-------- Records to process

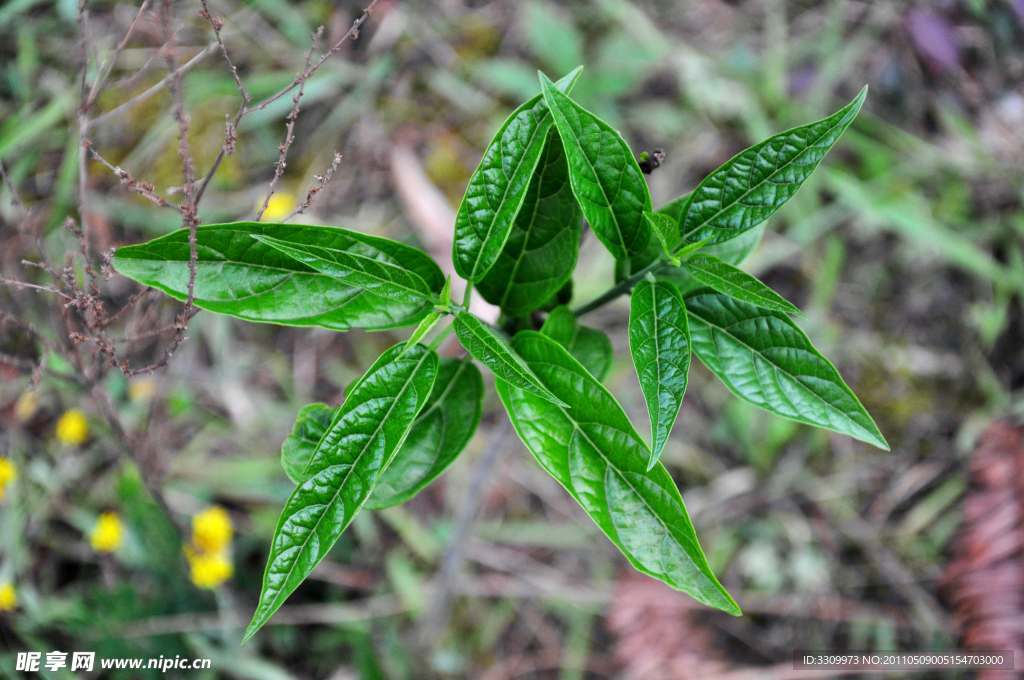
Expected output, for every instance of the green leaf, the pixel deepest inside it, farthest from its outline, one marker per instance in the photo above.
(659, 343)
(726, 279)
(763, 357)
(541, 252)
(666, 231)
(440, 432)
(591, 449)
(389, 281)
(488, 347)
(361, 440)
(499, 185)
(756, 182)
(310, 424)
(590, 346)
(423, 328)
(604, 175)
(238, 275)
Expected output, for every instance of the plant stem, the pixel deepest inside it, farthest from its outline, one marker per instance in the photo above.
(439, 338)
(621, 288)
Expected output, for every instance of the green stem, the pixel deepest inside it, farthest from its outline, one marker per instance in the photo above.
(440, 337)
(621, 288)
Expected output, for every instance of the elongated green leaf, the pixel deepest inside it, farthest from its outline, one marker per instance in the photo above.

----------------

[Goal] Rewrite all of the records above as a numbered list, skipping blank lines and leaving out the pictures.

[Written solution]
1. Expected output, for every instance of the green leaf, the pixel deepest inside it, farthest from its outline, one marker per instance in the photo above.
2. (659, 343)
3. (726, 279)
4. (763, 357)
5. (541, 252)
6. (666, 231)
7. (440, 432)
8. (591, 449)
9. (389, 281)
10. (488, 347)
11. (361, 440)
12. (499, 185)
13. (756, 182)
14. (310, 424)
15. (590, 346)
16. (423, 328)
17. (604, 175)
18. (238, 275)
19. Expected output, for every instance of the plant stem, the pixel deepest inside it, farthest from its outline, one marker per instance in the photo above.
20. (439, 338)
21. (621, 288)
22. Expected output, for every instance of the green stem, the pixel deepest inside it, farthest from its outline, one marker per instance in the photo above.
23. (440, 337)
24. (621, 288)
25. Expected output, for every instance of the elongated green leaf, the pixel deepest inside it, farthest from its outline, one marker per instance in the photo above.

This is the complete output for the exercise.